### SELECTED PASSAGE
* * *

VRRP says that load balancing is possible, but AFAICT
leaves it out of scope.

> I don't want to try to read this RFC in order to imagine how it might
> work with I-R, so if you can describe how it would work, that would
> be good.

I touched on this above, which is just about as deep
as my understanding goes. In an nutshell, with VRRP
each router shares the same IP address, and each
router maintains synchronized state. One of the
routers is chosen as the primary, and the others
are designated as backups. If the primary fails,
one of the backups takes over sort of like an
uninterruptible power supply.

> > Using VRRP also reduces the "fanout" of VP-advertising routers
> > to just a single RLOC address, and so makes for less complexity
> > in ferrying CQs around the IRON.
>
> But if all VPRs are on the one IP address, this would radically alter
> the nature of the overlay network.  Also a single router might be VPR
> for multiple VPs - so I can't see how this would work.

No, it doesn't alter the overlay network in any way.

> A quick look into this RFC:
>
>   http://tools.ietf.org/html/rfc5798#section-5.1.1.2
>
> indicates that it relies on multicast.  I think VRRP is intended for
> multiple routers in a single local network, where multicast could be
> done.  I can't imagine how you could scalably implement multicast on
> the I-R overlay network.

No - not multicast over the I-R overlay network;
link-local multicast on an underlying link.

* * *

### GIVEN RECORDS
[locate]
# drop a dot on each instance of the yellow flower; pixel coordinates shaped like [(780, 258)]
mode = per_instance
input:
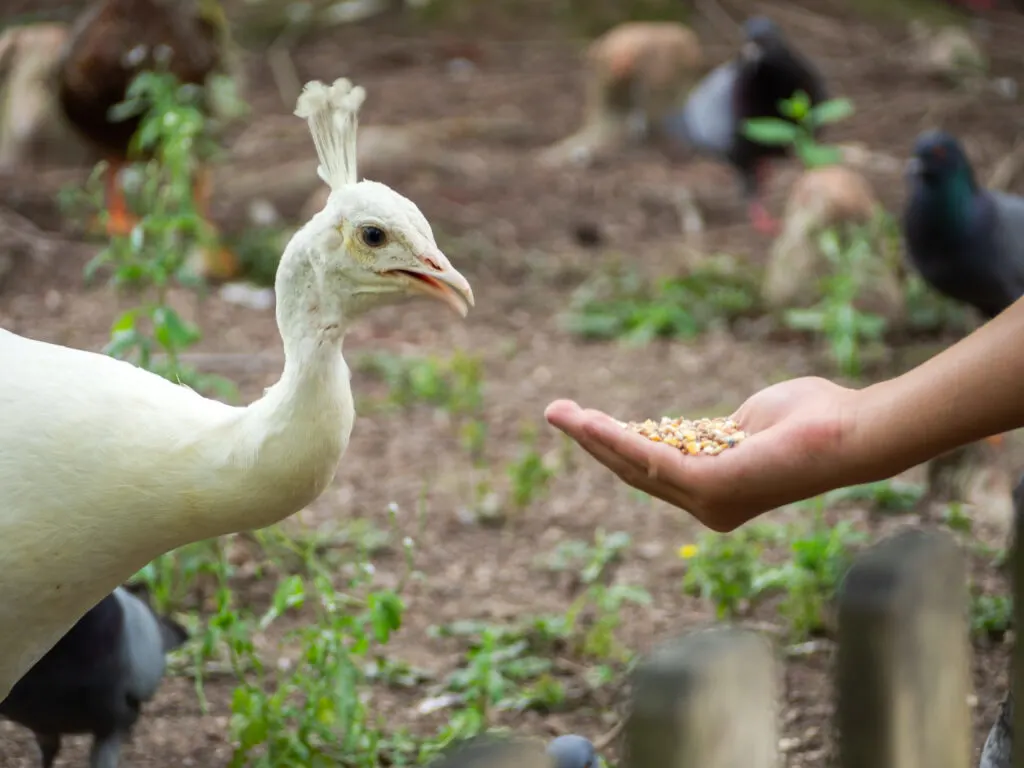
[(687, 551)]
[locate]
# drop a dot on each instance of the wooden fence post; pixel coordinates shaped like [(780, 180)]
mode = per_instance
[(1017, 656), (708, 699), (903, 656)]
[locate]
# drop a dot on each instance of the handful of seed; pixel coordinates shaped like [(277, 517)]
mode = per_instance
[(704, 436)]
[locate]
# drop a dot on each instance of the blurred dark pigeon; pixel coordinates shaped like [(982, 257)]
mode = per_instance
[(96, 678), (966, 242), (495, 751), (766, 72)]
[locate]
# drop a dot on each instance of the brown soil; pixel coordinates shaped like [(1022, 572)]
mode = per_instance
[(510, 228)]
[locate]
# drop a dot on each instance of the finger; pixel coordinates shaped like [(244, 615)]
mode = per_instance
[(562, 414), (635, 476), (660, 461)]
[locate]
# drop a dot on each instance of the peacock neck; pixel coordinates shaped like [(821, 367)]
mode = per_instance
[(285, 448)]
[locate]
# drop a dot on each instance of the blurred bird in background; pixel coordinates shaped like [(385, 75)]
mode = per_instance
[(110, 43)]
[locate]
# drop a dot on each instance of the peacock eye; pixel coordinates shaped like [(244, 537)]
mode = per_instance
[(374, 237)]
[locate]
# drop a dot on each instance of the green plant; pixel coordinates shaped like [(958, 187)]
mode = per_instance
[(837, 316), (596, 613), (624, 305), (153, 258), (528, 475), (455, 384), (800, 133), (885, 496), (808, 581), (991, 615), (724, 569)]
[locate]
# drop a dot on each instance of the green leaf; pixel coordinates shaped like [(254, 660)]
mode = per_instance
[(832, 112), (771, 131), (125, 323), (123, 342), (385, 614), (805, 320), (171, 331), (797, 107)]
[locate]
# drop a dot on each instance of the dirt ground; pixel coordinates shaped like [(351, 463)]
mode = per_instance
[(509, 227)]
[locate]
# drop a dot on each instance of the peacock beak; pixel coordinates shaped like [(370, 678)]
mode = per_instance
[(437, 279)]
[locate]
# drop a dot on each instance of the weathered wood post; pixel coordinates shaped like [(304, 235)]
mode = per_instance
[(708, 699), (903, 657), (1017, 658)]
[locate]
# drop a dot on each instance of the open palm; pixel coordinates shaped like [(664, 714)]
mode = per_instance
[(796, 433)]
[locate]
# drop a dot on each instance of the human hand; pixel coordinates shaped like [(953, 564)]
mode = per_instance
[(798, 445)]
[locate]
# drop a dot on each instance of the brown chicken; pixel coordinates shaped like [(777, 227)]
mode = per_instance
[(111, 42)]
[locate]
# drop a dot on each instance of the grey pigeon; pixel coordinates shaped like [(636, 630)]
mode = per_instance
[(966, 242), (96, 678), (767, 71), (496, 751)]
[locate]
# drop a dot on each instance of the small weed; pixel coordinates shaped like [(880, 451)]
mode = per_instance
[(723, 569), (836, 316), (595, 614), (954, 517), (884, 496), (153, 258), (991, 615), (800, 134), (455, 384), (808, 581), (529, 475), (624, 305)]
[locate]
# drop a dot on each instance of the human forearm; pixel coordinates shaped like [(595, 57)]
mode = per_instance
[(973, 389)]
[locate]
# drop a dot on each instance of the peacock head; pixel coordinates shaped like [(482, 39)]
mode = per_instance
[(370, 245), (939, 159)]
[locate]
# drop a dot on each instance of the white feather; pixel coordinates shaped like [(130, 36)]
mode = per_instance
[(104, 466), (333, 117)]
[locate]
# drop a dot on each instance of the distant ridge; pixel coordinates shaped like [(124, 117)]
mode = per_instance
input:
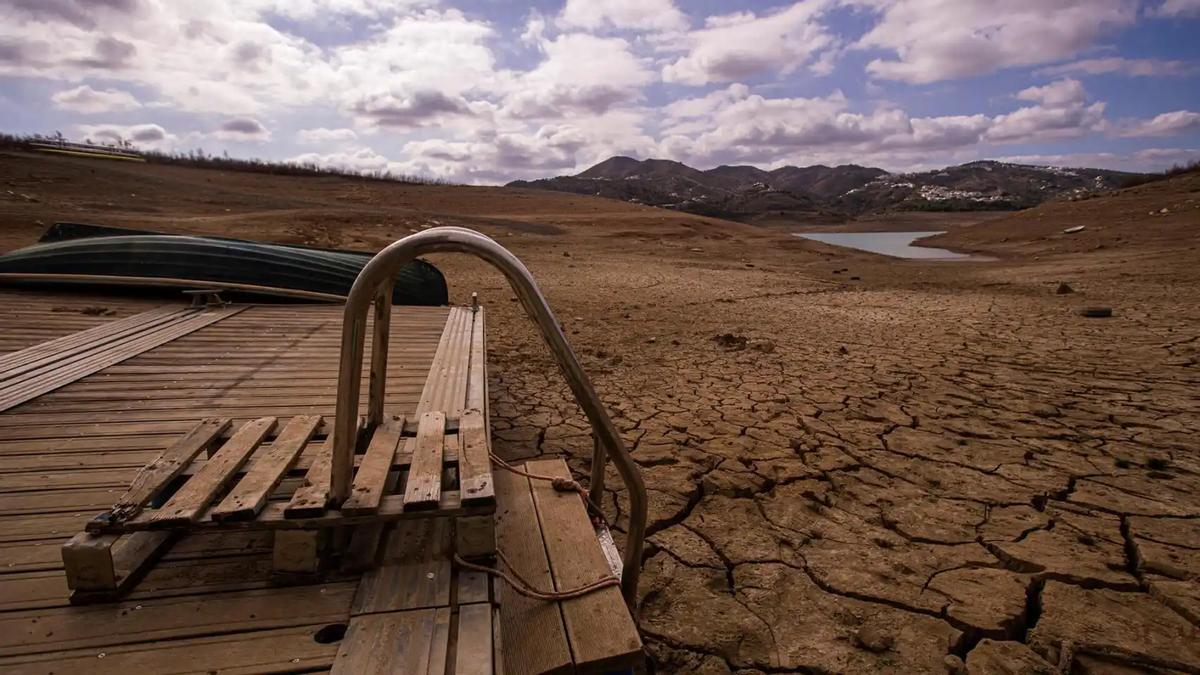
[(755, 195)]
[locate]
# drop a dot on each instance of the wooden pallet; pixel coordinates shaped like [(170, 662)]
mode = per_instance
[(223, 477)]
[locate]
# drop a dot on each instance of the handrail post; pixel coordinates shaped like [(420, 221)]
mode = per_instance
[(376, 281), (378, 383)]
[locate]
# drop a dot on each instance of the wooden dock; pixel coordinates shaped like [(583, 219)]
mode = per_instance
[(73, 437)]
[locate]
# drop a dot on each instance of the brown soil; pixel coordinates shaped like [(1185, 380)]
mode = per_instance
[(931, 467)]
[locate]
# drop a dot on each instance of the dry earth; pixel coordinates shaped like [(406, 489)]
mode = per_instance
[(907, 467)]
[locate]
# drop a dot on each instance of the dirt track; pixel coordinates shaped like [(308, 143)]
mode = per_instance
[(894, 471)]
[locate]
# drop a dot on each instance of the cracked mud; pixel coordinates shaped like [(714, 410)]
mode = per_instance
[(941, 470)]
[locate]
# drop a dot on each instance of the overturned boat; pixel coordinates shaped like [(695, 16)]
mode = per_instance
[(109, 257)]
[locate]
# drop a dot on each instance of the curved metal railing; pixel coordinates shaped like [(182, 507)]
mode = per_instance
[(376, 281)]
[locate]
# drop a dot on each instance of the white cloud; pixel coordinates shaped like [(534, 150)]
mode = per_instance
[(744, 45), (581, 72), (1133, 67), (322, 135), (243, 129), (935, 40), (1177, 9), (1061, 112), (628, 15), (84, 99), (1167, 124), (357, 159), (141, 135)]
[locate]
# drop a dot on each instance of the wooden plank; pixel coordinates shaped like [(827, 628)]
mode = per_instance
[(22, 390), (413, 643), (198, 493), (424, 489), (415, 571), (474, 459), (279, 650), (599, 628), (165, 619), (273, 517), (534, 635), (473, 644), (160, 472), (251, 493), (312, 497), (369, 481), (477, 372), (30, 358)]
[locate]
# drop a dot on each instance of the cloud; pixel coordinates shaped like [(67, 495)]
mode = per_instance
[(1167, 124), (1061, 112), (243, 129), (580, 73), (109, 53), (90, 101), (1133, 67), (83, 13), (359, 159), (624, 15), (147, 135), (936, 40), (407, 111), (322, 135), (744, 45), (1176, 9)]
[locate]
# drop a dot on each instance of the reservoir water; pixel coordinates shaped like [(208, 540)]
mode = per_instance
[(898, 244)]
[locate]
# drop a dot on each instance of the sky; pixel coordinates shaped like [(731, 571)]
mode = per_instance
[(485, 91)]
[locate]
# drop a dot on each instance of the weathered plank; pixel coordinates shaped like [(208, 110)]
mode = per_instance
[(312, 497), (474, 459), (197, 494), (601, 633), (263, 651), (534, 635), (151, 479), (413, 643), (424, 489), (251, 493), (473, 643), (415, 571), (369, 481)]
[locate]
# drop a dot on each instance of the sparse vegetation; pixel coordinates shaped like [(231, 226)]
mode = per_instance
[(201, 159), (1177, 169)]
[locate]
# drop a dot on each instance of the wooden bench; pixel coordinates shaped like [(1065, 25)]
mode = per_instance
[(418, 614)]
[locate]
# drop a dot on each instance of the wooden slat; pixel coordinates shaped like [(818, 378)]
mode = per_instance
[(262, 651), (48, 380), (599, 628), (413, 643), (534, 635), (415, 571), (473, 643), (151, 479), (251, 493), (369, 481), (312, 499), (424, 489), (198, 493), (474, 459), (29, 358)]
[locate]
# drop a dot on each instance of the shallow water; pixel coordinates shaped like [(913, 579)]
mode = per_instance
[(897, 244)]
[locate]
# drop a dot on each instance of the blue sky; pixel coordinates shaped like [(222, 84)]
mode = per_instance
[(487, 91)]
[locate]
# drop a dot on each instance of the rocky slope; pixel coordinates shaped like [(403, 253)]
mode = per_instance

* * *

### REQUIRED TASK
Return verbatim the portion of the VRRP discussion that begins at the words "I touched on" and ends after the words "around the IRON.".

### RESPONSE
I touched on this above, which is just about as deep
as my understanding goes. In an nutshell, with VRRP
each router shares the same IP address, and each
router maintains synchronized state. One of the
routers is chosen as the primary, and the others
are designated as backups. If the primary fails,
one of the backups takes over sort of like an
uninterruptible power supply.

> > Using VRRP also reduces the "fanout" of VP-advertising routers
> > to just a single RLOC address, and so makes for less complexity
> > in ferrying CQs around the IRON.